Set exercise - Show every line below that contains the word "palm", copying each one in full.
+++ Provided records +++
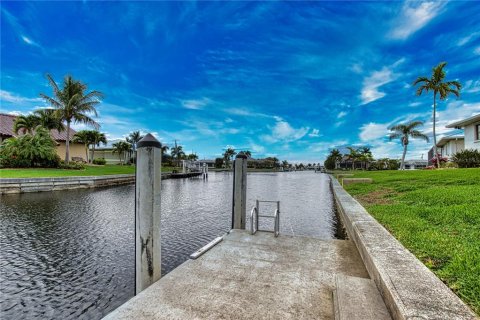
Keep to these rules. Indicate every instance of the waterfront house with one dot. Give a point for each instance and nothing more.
(77, 150)
(470, 139)
(471, 131)
(448, 146)
(414, 164)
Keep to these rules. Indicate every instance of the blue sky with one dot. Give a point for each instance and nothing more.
(285, 79)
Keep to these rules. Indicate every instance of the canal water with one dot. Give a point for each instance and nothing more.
(70, 254)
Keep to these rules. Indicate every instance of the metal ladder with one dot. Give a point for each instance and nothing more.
(255, 214)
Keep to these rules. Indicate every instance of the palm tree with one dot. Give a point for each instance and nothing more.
(192, 156)
(86, 138)
(337, 157)
(121, 147)
(353, 155)
(227, 156)
(71, 103)
(26, 123)
(133, 139)
(48, 119)
(437, 84)
(97, 138)
(365, 156)
(404, 131)
(164, 148)
(177, 152)
(247, 153)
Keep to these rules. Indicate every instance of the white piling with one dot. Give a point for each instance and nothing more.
(147, 213)
(239, 210)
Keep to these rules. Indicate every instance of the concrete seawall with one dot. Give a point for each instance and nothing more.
(23, 185)
(410, 290)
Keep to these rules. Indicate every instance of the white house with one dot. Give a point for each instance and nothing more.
(471, 130)
(448, 146)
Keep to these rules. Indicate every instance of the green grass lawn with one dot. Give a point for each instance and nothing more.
(436, 215)
(89, 171)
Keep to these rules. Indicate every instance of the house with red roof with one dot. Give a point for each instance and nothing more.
(77, 150)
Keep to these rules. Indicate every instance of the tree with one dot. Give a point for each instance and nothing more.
(177, 153)
(218, 162)
(97, 138)
(133, 139)
(228, 155)
(247, 153)
(26, 123)
(72, 104)
(192, 156)
(164, 148)
(30, 150)
(439, 86)
(86, 138)
(404, 132)
(121, 147)
(336, 157)
(353, 156)
(330, 162)
(48, 119)
(365, 155)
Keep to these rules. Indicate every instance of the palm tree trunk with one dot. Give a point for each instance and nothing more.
(67, 144)
(93, 152)
(434, 135)
(402, 165)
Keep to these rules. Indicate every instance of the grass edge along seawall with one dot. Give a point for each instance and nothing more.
(435, 215)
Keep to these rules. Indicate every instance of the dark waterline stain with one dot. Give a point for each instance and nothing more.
(70, 254)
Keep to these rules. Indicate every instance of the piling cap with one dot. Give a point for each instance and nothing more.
(149, 141)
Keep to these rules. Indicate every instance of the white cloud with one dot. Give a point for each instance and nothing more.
(195, 104)
(11, 97)
(471, 86)
(472, 36)
(341, 114)
(323, 147)
(283, 131)
(414, 104)
(371, 84)
(314, 133)
(29, 41)
(414, 16)
(372, 131)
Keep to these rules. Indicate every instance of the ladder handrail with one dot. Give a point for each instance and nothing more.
(253, 213)
(277, 223)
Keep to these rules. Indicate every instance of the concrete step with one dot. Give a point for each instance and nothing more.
(358, 299)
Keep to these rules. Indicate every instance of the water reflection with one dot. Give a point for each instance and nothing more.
(69, 254)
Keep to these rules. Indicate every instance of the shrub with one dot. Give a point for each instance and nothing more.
(29, 150)
(442, 160)
(329, 163)
(467, 158)
(99, 161)
(449, 164)
(72, 165)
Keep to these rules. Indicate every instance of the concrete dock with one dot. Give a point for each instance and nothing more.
(252, 277)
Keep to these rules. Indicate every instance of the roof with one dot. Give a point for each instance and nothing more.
(465, 122)
(6, 128)
(445, 140)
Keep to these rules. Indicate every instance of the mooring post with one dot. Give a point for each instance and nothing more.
(147, 213)
(239, 209)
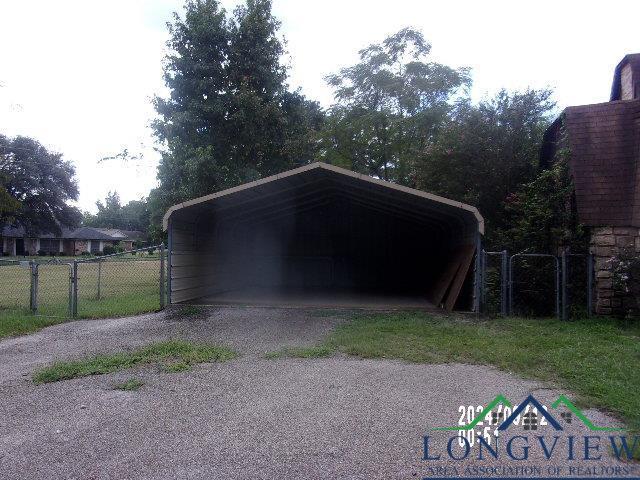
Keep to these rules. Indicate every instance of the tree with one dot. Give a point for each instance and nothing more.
(112, 214)
(389, 106)
(36, 186)
(229, 118)
(485, 152)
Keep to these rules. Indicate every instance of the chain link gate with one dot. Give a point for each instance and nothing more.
(565, 282)
(124, 283)
(52, 282)
(15, 285)
(493, 275)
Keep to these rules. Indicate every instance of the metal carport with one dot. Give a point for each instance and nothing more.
(322, 235)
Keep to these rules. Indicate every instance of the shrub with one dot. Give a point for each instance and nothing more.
(625, 276)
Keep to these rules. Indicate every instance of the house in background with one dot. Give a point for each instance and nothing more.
(602, 142)
(15, 242)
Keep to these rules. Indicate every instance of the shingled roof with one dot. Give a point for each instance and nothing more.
(604, 144)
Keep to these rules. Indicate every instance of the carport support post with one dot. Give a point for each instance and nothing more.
(478, 275)
(75, 288)
(162, 285)
(169, 250)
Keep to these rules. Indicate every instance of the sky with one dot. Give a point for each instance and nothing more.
(79, 75)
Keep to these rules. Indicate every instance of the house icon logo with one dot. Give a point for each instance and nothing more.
(531, 416)
(530, 419)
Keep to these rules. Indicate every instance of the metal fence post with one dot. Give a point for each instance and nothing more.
(589, 284)
(563, 289)
(33, 303)
(557, 287)
(162, 285)
(483, 281)
(99, 277)
(75, 288)
(70, 289)
(503, 282)
(510, 284)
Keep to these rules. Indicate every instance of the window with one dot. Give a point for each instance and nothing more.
(49, 245)
(95, 246)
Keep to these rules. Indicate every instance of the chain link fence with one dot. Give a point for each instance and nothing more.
(125, 283)
(15, 285)
(121, 284)
(534, 284)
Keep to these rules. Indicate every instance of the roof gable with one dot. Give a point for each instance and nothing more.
(306, 174)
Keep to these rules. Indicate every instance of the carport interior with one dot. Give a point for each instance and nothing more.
(316, 237)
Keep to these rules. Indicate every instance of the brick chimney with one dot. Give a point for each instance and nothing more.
(626, 79)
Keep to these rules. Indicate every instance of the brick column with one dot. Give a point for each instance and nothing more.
(605, 243)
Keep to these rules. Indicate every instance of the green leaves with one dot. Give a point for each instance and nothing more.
(229, 118)
(35, 186)
(388, 106)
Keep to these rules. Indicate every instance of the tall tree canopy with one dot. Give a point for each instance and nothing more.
(229, 117)
(389, 106)
(35, 187)
(112, 214)
(485, 152)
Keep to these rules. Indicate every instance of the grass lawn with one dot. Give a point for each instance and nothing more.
(173, 356)
(118, 287)
(597, 358)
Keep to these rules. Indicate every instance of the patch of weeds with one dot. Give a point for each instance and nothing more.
(131, 385)
(176, 367)
(319, 351)
(163, 353)
(592, 357)
(190, 311)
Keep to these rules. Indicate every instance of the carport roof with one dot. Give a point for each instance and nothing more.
(298, 177)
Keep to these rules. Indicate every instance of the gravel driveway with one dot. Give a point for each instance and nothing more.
(252, 417)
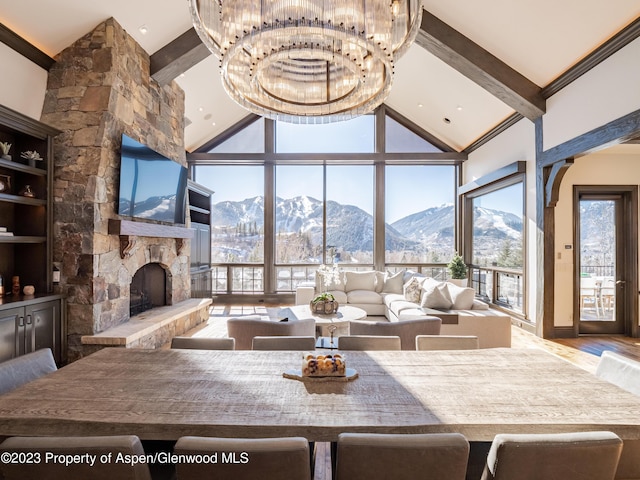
+++
Response below -
Keep to these rules. Indicate every instance of the palm tree with one dot. Give a point for each instance and nothing more.
Keep to these rules. Indicate every instance of the palm tree trunk with one dot. Give a point for each instance and nothing more.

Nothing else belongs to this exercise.